EXTRACTED INFORMATION:
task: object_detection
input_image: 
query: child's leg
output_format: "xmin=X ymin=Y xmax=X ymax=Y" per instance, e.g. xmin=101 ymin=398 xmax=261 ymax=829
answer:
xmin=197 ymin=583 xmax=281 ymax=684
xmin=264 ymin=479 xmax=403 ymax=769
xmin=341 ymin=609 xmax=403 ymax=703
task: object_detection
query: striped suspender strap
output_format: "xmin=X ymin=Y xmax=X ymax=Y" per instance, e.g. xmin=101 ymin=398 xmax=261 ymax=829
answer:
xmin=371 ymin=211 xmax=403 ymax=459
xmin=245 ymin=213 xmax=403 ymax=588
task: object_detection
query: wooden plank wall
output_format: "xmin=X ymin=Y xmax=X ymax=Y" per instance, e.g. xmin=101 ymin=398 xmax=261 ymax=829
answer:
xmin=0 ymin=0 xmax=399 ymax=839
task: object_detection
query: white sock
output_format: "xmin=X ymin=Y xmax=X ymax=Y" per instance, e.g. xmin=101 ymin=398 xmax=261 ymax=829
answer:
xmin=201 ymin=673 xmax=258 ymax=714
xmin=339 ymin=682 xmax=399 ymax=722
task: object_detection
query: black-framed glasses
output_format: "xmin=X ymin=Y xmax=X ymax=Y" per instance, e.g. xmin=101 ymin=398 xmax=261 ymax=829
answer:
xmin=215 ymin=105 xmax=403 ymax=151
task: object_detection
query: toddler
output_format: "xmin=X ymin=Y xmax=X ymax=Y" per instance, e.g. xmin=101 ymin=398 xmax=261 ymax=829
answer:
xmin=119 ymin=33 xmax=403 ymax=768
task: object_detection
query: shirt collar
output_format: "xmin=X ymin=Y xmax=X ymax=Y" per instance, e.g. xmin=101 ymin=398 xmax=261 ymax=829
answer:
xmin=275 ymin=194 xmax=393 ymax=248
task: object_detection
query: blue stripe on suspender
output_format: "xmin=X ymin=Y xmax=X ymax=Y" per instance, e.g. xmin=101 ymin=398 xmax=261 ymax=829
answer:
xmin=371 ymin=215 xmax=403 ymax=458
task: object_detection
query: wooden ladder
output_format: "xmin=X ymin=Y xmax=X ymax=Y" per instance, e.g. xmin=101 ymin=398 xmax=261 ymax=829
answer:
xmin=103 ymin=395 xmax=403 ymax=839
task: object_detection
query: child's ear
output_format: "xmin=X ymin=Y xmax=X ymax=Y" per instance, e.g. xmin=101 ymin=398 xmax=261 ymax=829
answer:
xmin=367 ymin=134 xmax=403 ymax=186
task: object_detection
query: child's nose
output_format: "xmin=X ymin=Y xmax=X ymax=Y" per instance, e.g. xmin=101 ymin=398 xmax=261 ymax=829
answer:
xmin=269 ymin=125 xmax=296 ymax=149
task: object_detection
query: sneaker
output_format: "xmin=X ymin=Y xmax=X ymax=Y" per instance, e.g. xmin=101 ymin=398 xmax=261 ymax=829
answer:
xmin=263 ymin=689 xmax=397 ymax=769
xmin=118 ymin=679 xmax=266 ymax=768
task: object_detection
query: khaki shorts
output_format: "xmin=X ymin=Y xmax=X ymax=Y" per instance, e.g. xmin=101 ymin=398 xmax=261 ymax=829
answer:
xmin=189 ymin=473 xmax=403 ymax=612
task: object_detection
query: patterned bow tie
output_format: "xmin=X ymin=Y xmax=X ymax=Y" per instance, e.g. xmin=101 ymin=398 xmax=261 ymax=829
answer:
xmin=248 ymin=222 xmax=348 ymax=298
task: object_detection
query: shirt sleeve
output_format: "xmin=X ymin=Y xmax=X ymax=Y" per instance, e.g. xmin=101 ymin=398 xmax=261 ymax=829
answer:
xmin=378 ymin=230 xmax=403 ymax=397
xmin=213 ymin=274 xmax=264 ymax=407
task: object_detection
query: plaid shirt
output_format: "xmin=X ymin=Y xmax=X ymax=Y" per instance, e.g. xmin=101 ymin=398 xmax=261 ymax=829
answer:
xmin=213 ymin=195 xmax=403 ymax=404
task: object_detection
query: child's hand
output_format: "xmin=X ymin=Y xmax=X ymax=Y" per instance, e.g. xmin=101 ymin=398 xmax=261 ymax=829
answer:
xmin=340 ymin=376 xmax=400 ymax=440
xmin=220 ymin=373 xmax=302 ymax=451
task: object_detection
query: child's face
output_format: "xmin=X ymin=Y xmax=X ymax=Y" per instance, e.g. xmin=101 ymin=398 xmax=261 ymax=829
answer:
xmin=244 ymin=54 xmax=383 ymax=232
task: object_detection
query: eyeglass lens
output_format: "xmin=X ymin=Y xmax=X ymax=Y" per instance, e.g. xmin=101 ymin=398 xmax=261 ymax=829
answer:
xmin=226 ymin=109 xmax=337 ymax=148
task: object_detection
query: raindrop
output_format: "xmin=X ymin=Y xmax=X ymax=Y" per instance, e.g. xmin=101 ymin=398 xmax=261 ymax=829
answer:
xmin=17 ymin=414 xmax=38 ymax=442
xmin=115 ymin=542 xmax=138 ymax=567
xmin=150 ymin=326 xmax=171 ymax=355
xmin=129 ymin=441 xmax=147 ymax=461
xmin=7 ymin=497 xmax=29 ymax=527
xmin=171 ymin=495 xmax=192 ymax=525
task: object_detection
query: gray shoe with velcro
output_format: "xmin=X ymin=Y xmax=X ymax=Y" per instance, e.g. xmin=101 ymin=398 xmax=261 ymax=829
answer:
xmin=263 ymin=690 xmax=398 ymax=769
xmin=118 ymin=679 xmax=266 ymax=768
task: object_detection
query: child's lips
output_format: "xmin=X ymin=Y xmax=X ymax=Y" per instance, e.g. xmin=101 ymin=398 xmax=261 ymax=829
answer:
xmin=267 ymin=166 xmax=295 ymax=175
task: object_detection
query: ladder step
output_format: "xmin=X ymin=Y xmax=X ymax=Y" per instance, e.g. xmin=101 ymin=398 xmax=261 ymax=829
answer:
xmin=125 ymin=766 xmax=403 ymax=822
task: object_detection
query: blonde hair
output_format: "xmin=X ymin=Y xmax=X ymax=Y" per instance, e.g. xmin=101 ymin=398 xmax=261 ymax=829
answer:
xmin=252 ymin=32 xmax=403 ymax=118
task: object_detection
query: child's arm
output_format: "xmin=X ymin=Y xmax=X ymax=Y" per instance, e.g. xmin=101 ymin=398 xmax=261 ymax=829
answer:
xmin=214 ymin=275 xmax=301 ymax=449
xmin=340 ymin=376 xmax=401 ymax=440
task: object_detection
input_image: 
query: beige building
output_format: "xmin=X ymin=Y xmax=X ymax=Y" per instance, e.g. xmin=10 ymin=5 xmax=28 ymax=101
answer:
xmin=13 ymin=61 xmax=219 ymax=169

REQUIRED TASK: Reproduce the rows above word for word, starting at the first line and ending with the line that contains "xmin=245 ymin=213 xmax=403 ymax=588", which is included.

RESPONSE TO THE TASK:
task: object_detection
input_image: 
query: child's leg
output_format: "xmin=X ymin=Y xmax=X ymax=Y" per instance, e.g. xmin=101 ymin=398 xmax=261 ymax=829
answer:
xmin=197 ymin=583 xmax=281 ymax=684
xmin=264 ymin=479 xmax=403 ymax=769
xmin=341 ymin=609 xmax=403 ymax=703
task: object_detection
query: striped suspender strap
output_format: "xmin=X ymin=Y xmax=X ymax=Y" per instance, e.g. xmin=101 ymin=398 xmax=261 ymax=829
answer:
xmin=371 ymin=211 xmax=403 ymax=459
xmin=245 ymin=213 xmax=403 ymax=588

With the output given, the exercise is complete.